— DESCRIPTION OF THE TASK —
Word for word, repeat the lines of the records from the one containing "Objective — one point per instance of the eagle" through the last line, both included.

— RECORD EXTRACTS —

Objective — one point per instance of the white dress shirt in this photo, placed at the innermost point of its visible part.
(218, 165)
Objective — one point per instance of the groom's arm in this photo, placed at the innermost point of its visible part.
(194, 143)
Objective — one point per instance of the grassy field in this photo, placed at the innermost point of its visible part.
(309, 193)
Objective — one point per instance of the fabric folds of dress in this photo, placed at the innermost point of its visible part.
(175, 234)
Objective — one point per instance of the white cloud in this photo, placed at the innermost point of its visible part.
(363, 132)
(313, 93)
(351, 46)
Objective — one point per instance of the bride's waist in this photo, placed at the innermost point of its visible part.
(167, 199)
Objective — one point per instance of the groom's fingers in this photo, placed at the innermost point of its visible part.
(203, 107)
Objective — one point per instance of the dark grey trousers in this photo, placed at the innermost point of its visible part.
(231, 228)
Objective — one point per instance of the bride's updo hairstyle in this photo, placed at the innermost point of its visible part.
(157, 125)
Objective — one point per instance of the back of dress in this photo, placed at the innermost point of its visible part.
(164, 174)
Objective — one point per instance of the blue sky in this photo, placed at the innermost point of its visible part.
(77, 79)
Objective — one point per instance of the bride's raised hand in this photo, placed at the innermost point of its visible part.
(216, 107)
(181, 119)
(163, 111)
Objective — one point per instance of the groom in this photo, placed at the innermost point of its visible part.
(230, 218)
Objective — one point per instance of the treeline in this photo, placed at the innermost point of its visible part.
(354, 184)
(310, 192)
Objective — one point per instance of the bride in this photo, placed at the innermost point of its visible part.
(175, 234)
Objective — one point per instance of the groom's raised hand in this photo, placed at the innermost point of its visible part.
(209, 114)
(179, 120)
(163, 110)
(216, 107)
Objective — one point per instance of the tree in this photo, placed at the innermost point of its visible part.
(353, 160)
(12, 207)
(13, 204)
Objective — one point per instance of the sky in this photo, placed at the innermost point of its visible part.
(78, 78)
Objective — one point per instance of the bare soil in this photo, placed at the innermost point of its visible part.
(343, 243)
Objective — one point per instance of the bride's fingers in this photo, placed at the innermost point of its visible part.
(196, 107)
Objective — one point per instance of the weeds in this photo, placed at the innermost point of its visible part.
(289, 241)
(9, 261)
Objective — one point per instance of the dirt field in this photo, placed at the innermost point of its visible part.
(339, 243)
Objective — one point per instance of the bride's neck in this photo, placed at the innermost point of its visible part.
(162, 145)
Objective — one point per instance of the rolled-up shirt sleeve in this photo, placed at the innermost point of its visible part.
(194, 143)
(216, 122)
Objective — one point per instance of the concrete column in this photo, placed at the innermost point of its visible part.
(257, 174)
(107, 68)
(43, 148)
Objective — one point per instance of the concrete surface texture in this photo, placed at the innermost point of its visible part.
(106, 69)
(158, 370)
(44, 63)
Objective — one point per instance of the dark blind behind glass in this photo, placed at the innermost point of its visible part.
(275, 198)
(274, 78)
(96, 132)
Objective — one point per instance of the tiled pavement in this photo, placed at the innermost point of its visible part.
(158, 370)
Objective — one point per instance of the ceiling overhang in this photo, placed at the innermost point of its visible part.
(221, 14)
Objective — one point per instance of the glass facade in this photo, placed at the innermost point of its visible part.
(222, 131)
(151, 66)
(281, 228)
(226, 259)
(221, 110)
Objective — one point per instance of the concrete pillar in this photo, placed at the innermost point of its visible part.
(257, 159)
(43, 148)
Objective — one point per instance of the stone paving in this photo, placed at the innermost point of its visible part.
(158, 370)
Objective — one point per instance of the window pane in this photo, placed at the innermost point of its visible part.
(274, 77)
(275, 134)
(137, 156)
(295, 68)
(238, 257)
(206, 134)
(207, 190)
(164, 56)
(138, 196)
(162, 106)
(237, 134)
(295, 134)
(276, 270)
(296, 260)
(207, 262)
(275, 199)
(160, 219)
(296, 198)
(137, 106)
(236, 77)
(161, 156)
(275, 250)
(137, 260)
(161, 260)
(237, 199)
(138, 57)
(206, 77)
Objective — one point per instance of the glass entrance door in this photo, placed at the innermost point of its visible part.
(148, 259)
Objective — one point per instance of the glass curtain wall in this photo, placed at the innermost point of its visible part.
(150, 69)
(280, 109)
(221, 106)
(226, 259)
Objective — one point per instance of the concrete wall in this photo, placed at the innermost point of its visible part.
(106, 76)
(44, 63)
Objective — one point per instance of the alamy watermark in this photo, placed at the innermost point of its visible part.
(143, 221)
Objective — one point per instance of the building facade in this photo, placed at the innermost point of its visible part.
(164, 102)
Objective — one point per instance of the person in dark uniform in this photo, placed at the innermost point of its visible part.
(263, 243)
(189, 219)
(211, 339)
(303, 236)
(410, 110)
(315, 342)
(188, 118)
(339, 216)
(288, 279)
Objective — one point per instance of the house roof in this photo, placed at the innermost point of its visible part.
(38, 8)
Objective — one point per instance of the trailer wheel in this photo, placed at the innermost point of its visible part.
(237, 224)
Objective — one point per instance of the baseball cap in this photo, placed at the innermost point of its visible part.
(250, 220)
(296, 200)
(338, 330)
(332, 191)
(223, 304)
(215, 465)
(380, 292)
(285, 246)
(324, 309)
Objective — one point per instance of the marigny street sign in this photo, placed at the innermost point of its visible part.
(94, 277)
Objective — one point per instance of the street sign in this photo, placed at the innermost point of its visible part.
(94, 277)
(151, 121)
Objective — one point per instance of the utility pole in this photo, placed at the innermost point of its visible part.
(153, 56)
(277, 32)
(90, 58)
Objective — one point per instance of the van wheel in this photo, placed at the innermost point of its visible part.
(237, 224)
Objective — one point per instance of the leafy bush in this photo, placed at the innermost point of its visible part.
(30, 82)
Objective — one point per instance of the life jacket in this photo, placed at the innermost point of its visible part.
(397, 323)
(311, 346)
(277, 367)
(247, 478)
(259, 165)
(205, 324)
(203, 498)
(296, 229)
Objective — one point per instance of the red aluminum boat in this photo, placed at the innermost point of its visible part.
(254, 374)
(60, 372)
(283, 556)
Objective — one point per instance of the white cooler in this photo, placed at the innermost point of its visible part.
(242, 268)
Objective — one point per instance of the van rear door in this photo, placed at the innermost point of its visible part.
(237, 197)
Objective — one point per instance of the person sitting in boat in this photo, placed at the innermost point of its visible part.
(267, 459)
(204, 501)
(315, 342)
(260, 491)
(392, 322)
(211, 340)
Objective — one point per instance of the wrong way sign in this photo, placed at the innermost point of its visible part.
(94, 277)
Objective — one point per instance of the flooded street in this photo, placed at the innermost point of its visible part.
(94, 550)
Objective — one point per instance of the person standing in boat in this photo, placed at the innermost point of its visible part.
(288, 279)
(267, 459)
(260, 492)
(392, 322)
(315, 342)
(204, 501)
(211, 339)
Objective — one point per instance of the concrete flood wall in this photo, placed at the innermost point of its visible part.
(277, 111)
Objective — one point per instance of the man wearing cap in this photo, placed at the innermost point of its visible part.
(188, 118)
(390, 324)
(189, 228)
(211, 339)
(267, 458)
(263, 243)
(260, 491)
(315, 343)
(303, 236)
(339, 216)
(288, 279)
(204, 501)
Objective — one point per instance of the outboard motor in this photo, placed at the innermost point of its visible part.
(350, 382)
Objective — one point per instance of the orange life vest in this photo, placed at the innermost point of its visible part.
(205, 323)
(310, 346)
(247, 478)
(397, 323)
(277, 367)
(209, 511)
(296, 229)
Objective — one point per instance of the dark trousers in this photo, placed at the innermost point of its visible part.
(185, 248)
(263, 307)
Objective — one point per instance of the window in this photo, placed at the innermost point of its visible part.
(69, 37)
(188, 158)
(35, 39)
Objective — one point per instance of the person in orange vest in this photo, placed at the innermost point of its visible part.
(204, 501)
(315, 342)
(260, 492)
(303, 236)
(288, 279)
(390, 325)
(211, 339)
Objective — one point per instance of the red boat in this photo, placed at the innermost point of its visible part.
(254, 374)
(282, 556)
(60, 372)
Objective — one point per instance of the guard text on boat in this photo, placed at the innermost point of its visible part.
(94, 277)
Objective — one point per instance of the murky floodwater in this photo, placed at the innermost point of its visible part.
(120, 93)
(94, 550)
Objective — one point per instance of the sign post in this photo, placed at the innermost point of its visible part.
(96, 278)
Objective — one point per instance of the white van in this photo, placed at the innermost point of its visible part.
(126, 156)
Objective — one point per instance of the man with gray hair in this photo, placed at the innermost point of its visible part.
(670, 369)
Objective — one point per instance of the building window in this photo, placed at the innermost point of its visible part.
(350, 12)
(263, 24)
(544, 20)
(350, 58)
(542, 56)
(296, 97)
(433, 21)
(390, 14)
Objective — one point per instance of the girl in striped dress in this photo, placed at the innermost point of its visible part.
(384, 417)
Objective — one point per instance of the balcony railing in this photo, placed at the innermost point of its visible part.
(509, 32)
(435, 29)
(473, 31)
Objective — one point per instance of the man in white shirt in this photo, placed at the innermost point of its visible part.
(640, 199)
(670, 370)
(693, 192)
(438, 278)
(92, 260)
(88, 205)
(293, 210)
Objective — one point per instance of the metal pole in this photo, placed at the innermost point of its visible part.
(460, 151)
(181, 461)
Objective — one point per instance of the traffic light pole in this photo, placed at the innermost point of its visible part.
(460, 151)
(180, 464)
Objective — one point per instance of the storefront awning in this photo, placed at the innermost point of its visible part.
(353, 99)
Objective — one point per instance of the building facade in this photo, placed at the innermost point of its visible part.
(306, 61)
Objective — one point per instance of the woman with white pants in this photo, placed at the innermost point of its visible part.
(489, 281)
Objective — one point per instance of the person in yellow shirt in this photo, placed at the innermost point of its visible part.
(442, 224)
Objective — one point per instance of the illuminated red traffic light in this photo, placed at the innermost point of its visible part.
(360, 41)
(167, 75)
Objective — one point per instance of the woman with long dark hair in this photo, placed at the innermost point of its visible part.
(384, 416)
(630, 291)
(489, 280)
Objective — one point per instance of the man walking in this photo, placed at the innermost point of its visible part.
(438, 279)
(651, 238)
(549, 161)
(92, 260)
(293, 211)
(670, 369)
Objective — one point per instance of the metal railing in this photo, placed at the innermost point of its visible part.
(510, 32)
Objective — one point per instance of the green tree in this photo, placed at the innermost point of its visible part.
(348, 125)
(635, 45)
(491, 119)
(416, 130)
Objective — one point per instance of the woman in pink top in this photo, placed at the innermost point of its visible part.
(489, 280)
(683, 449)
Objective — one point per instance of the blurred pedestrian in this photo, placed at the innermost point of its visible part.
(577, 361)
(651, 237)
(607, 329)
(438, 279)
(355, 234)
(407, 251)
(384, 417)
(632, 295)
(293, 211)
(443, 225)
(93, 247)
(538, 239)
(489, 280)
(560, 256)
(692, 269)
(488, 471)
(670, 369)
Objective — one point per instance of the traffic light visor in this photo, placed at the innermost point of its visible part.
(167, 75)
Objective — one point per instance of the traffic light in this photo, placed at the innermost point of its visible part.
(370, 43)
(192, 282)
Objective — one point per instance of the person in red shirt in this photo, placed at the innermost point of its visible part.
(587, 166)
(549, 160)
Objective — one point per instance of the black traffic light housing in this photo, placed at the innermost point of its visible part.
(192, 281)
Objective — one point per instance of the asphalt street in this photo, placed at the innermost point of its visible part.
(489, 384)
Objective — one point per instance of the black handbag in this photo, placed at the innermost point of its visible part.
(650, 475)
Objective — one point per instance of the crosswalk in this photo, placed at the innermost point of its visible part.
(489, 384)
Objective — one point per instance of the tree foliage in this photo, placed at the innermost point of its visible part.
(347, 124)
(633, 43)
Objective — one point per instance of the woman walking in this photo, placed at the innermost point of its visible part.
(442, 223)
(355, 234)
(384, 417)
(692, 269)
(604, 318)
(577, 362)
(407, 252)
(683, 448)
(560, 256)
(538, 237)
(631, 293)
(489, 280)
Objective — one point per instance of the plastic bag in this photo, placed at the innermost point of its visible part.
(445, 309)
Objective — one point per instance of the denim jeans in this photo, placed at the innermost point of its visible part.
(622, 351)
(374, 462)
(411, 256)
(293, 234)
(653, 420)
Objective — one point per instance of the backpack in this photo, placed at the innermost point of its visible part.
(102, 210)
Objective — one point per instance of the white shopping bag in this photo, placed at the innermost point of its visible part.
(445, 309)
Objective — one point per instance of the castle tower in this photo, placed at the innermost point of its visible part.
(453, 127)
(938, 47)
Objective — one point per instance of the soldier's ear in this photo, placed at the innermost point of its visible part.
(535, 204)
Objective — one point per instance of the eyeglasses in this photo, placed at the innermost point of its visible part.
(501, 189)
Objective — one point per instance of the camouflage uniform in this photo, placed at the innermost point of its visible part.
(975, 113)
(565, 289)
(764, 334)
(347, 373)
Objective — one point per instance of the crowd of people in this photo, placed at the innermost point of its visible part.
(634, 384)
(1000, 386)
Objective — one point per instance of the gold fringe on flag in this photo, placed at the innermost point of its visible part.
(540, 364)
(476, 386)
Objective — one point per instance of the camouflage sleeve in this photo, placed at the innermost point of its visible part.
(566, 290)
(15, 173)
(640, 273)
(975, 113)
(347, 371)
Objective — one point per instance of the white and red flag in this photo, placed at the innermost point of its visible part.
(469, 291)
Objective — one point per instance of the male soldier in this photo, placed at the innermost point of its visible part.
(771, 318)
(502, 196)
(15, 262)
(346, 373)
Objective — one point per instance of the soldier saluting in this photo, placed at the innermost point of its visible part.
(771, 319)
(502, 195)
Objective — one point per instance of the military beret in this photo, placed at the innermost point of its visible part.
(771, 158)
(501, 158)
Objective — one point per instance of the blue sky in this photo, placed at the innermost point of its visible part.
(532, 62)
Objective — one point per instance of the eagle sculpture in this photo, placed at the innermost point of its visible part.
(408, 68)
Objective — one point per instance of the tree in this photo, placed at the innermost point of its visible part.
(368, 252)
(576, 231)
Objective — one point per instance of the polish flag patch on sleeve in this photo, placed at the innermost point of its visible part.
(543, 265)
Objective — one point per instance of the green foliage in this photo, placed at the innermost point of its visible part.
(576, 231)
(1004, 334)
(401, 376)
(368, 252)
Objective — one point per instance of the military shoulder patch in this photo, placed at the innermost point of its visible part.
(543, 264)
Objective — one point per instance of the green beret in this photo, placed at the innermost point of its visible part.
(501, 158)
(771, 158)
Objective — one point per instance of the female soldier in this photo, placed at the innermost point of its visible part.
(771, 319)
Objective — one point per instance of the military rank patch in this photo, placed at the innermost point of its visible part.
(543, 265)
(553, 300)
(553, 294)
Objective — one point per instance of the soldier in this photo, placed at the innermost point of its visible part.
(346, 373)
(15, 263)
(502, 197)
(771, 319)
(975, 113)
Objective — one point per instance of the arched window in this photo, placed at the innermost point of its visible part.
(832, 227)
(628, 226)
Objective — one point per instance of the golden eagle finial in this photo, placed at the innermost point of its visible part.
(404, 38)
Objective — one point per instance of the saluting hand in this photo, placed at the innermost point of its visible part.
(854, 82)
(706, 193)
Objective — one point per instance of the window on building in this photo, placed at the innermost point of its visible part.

— FINAL RESULT —
Objective — one point per instance of the eagle sculpture in this photo, placed at the innermost point of its visible part.
(408, 68)
Objective — one point per instance of the tree in this photo, placed at the innermost point of its visible part.
(368, 252)
(576, 231)
Objective — one point per instance of the polish flag patch on sleeve in this photo, placed at the innermost point of its visible part.
(543, 265)
Objective — one point per instance of the green foliage in this photo, placed at the innermost point of its visible part.
(576, 231)
(1004, 334)
(401, 376)
(368, 252)
Objective — one point per instance of the military shoulder patch in this photo, placed at the innermost point of its visible part.
(543, 264)
Objective — one point per instance of the green beret in this photo, placed at the innermost point of its visible part.
(501, 158)
(771, 158)
Objective — one point per instance of the female soldier in this photo, placed at the innermost point of its visible part.
(771, 319)
Objective — one point per instance of the military rank patch in this photo, placed at the innermost point of its visible part.
(543, 265)
(553, 300)
(553, 294)
Objective — one point per instance of the soldier in this photo, placed at the innermost point of its visible part.
(346, 373)
(15, 263)
(502, 197)
(771, 319)
(975, 113)
Objective — one point per instance of the arched window in this photo, placed at the innermost point of its visible part.
(832, 227)
(628, 226)
Objective — one point per instance of the golden eagle finial in this photo, placed at the innermost point of its visible part.
(404, 38)
Objective — one point per instance of the saluting hand in this photo, placed at the innermost point of its visible part.
(854, 82)
(706, 193)
Objective — one point per instance of the window on building in this photo, placed at the innermost point of its visible part.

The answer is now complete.